Document:
>> START

In general, in this case, the non-bonded portions of the pocket boundary are arranged to extend in the direction of the stretching force i.e. to extend in a direction along the circumferential direction of the rim of the hood. That is, the inner and outer layers of the pocket are bonded in preference at those portions of the pocket boundary that are arranged to extend transversely to the direction of stretching. Effectively, therefore, at least one of the one or more paths (along the length of which the inner and outer layers are unbonded to each other) extends in a direction transverse to the circumferential direction of the rim of the hood.
In alternative embodiments, the difference in the stretching force transmitted across the inner and outer layers is achieved by providing an inner layer that is thinner and/or has a lower elastic modulus than the outer layer.
In general, it is desirable for the outer layer to have a greater degree of curvature than the inner layer, when the seal is in its unstretched state (i.e. when no stretching force is being applied to the seal). Thus, the pocket is asymmetrical. The low degree of curvature of the inner layer provides the seal with a relatively smooth surface about its inner circumference that allows it to be fitted easily about the mask.
However, in certain embodiments, the pocket may be symmetrical, i.e. the inner and outer layers have the same degree of curvature when the seal is in the unstretched state.
In fact, in some embodiments, the inner layer may be “oversized” relative to the outer layer. That is, the degree of curvature of the inner layer may be greater than that of the outer layer, when no stretching force is being applied to the seal. Effectively, in this case, the distance across the pocket, from one portion of the boundary of the pocket to an opposed portion of the boundary is greater when measured along the inner layer of the pocket than when measured along the outer layer.
This embodiment provides a further example of an arrangement that allows the inner layer of the pocket to carry only a low proportion of the stretching force (compared to the outer layer) when the sheet of the seal is stretched. In this case, it is not necessary for the inner layer to be e.g. thinner or have a lower elastic modulus.
The filler medium may be any kind of medium that is capable of transmitting force. The filler medium may comprise an airbag, i.e. air trapped within an enclosing liner. The enclosing element may be a shell made of e.g. polyurethane or another compliant polymer. Typically, the air trapped within the enclosing liner is at atmospheric pressure when the seal is in its unstretched state.
In other cases, the filler medium may be a liquid or a solid. For example, the filler medium may include a low hardness solid, e.g. a solid having a hardness lower than 20 Shore A. Examples of such solids include thermoplastic polymers such as silicones, polyurethanes, thermoplastic elastomers (sometime referred to as thermoplastic rubbers), and SBS polymers (i.e. styrene-butadiene-styrene block copolymers).
Alternatively, the filler medium may include a liquid or a gel, such as a silicone gel, or an oil. Typically, a liquid selected for use as a filler medium will have a high viscosity.

>> END

What to do:
(a) Please echo the hood seal passage, starting with "In general, in" and going on through "to the circumferential direction of the rim of the hood.".
(b) Name every thermoplastic polymer that the hood seal passage gives as an example of a low hardness solid filler.

Supplied information:

>> START

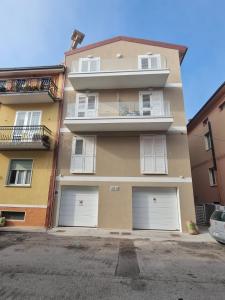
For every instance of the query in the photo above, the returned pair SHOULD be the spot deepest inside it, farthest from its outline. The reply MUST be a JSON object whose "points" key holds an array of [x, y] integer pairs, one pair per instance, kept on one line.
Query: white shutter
{"points": [[153, 154], [85, 161], [86, 105], [156, 103], [20, 118], [89, 159], [84, 65], [94, 64], [35, 118], [154, 61]]}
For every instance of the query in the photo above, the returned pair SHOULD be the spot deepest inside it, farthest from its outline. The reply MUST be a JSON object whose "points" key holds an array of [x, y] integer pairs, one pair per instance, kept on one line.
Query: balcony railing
{"points": [[28, 85], [156, 62], [24, 137], [119, 109]]}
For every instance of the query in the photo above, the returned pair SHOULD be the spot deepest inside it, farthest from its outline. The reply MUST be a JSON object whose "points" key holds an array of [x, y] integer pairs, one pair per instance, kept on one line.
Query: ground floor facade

>> END

In response:
(a)
In general, in this case, the non-bonded portions of the pocket boundary are arranged to extend in the direction of the stretching force i.e. to extend in a direction along the circumferential direction of the rim of the hood. That is, the inner and outer layers of the pocket are bonded in preference at those portions of the pocket boundary that are arranged to extend transversely to the direction of stretching. Effectively, therefore, at least one of the one or more paths (along the length of which the inner and outer layers are unbonded to each other) extends in a direction transverse to the circumferential direction of the rim of the hood.

(b)
- Silicones
- Polyurethanes
- Thermoplastic elastomers
- SBS polymers (styrene-butadiene-styrene block copolymers)